▼

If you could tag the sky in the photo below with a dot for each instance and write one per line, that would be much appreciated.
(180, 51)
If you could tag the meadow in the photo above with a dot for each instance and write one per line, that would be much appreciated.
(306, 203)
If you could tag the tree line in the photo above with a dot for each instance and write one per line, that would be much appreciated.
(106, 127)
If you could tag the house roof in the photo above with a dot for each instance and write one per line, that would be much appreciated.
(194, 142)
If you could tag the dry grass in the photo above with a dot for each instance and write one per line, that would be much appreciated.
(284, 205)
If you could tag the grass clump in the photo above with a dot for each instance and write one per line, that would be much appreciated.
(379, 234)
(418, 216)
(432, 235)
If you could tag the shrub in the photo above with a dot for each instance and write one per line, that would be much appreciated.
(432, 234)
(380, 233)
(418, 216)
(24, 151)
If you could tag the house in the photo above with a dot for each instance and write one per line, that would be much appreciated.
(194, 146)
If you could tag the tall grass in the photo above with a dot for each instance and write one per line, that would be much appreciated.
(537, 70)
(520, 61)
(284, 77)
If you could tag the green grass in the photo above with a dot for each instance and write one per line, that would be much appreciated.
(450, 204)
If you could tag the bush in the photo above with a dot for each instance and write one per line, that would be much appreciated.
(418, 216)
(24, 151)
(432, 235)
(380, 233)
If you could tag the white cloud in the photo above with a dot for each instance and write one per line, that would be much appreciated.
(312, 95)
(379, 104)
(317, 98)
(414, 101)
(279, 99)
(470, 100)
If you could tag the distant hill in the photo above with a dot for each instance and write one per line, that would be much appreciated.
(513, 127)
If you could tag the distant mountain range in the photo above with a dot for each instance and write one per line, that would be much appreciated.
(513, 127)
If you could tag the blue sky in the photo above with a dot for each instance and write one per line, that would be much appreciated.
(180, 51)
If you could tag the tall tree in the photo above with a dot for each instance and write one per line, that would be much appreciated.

▲

Exercise requirements
Reproduce word for word the records from the line containing "If you could tag the distant mountain" through the end of the records, including both of those lines.

Reply to the exercise
If you could tag the distant mountain range in the photo above with a dot for each instance and write one per line, that would be much appreciated.
(513, 127)
If you could tag the blue sky in the photo above with a dot for each instance and write one per line, that would be much appreciated.
(180, 51)
If you could tag the tall tree in the photo above with a dot for each instance and write one per line, that would be much appreciated.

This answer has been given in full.